* Entries
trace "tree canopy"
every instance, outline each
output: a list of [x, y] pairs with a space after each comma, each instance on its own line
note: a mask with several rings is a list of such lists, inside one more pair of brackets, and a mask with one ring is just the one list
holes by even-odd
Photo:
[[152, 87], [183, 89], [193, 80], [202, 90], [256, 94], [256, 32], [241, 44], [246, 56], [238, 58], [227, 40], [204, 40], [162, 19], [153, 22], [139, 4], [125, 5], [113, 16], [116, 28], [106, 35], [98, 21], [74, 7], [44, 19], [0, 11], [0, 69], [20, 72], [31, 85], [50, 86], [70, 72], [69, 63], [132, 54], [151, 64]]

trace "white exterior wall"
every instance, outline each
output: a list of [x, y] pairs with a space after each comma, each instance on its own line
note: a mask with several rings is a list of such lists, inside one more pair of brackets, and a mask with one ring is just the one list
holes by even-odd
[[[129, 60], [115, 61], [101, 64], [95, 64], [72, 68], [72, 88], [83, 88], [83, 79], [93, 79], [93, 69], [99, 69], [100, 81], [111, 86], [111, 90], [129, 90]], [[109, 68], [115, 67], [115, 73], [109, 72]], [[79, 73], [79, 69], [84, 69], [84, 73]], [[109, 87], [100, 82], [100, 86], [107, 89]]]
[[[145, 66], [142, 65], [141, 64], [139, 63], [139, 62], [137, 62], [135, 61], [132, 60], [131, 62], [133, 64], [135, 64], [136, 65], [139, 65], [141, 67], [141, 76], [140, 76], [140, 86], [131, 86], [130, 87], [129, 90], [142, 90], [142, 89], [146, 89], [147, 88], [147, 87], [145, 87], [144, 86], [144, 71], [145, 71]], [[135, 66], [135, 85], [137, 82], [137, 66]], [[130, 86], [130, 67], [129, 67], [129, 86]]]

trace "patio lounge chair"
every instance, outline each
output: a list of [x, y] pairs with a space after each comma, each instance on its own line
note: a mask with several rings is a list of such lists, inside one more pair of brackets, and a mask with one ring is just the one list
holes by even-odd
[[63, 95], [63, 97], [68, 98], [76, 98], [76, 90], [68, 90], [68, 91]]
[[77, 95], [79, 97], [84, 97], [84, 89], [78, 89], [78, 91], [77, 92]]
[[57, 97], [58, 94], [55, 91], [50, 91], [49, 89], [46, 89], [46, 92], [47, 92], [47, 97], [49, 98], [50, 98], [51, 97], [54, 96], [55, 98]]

* Problem
Copy the records from their start through the line containing "54], [151, 64]]", requests included, and add 49 to every x and y coordinate in the answer outlines.

* Full output
trace "tree canopy"
every instance, outline each
output: a list of [x, y] pairs with a space after each comma, each instance on its own line
note: a mask with several rings is a list of such lists, inside one more pair of brackets, and a mask with one ring is just the one list
holes by even-odd
Photo:
[[201, 136], [232, 138], [242, 129], [251, 139], [305, 143], [305, 81], [290, 93], [295, 105], [287, 107], [276, 89], [253, 89], [211, 68], [202, 71], [188, 53], [174, 54], [162, 65], [165, 77], [155, 84], [147, 70], [123, 56], [93, 68], [49, 60], [49, 118], [69, 121], [80, 134], [99, 135], [119, 121], [118, 112], [181, 103], [200, 113]]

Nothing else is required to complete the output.